WHAT YOU HAVE TO DO: Print each entry below precisely as shown.

--- MATERIALS PROVIDED Enclosed Below ---

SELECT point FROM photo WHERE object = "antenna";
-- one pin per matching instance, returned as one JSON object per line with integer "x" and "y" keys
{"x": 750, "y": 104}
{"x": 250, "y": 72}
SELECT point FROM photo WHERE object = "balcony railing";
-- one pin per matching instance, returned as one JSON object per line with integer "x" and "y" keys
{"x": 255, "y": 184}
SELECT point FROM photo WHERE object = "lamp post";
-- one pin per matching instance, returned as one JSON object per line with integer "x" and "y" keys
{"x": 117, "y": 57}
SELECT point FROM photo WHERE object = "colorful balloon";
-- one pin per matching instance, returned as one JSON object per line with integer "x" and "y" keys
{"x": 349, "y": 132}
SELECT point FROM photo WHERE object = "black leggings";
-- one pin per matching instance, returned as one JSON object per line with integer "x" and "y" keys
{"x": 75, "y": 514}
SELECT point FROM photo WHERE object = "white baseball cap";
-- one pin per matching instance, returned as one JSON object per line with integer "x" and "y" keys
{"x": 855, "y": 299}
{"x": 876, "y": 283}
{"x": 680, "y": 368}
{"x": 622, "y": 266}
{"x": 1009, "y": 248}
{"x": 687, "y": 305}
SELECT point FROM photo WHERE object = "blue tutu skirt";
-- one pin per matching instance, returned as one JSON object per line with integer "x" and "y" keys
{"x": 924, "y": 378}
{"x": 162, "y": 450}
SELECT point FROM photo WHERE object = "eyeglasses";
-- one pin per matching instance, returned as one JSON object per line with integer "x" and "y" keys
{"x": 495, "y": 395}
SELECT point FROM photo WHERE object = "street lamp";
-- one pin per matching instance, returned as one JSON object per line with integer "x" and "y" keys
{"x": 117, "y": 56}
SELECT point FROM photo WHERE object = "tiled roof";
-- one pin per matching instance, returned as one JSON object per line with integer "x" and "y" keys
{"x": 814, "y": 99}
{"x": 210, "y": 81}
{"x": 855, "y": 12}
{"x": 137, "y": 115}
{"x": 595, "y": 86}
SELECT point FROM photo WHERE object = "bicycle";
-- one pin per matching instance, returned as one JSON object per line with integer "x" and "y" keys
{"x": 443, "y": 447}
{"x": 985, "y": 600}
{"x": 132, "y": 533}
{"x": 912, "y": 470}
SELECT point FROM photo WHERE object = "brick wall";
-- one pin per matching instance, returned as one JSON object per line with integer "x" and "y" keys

--- End of Enclosed MATERIALS PROVIDED ---

ANSWER AREA:
SELECT point FROM photo WHERE object = "antenna";
-- one pin per matching instance, returned as one JSON object per line with integer "x" and "y" keys
{"x": 750, "y": 104}
{"x": 250, "y": 72}
SELECT point FROM photo WHERE object = "balcony railing";
-- one pin per matching instance, returned as one JSON object per line with integer "x" and "y" keys
{"x": 255, "y": 184}
SELECT point FROM photo WHERE object = "lamp post";
-- one pin per matching instance, returned as one JSON object per line with integer "x" and "y" keys
{"x": 117, "y": 57}
SELECT point FROM photo WHERE object = "colorful balloon";
-- one pin per matching instance, returned as one JSON object per line with integer "x" and "y" keys
{"x": 349, "y": 132}
SELECT point FROM photo WHERE object = "black leggings";
-- one pin per matching instance, returned as one JSON object per line with integer "x" and "y" keys
{"x": 75, "y": 514}
SELECT point FROM photo WHERE object = "white baseball cap";
-- one pin per matching instance, returned as one JSON object per line with integer "x" and "y" keys
{"x": 855, "y": 299}
{"x": 876, "y": 283}
{"x": 680, "y": 368}
{"x": 622, "y": 266}
{"x": 1009, "y": 248}
{"x": 687, "y": 305}
SELECT point FROM photo WHERE object = "blue tutu skirt";
-- one pin per matching instance, returned as one JSON object per line with integer "x" and "y" keys
{"x": 924, "y": 378}
{"x": 162, "y": 450}
SELECT point FROM photo WHERE object = "eyeglasses";
-- one pin per matching instance, returned as one JSON object per line with integer "x" and "y" keys
{"x": 495, "y": 395}
SELECT point FROM photo WHERE object = "street lamp";
-- one pin per matching instance, returned as one JSON object per line with integer "x" and "y" keys
{"x": 117, "y": 56}
SELECT point FROM photo WHERE object = "tiled roof";
-- one pin per matching instance, returned as one JSON object per line with integer "x" and "y" keys
{"x": 814, "y": 99}
{"x": 210, "y": 81}
{"x": 855, "y": 12}
{"x": 137, "y": 115}
{"x": 595, "y": 86}
SELECT point FROM photo WHERE object = "bicycle";
-- one pin per matching instance, returned as one JSON object per line with integer "x" and "y" keys
{"x": 443, "y": 447}
{"x": 985, "y": 600}
{"x": 132, "y": 533}
{"x": 912, "y": 470}
SELECT point FROM photo WHERE object = "brick wall";
-- one pin per matching instance, returned as one JSON object per line with integer "x" and "y" keys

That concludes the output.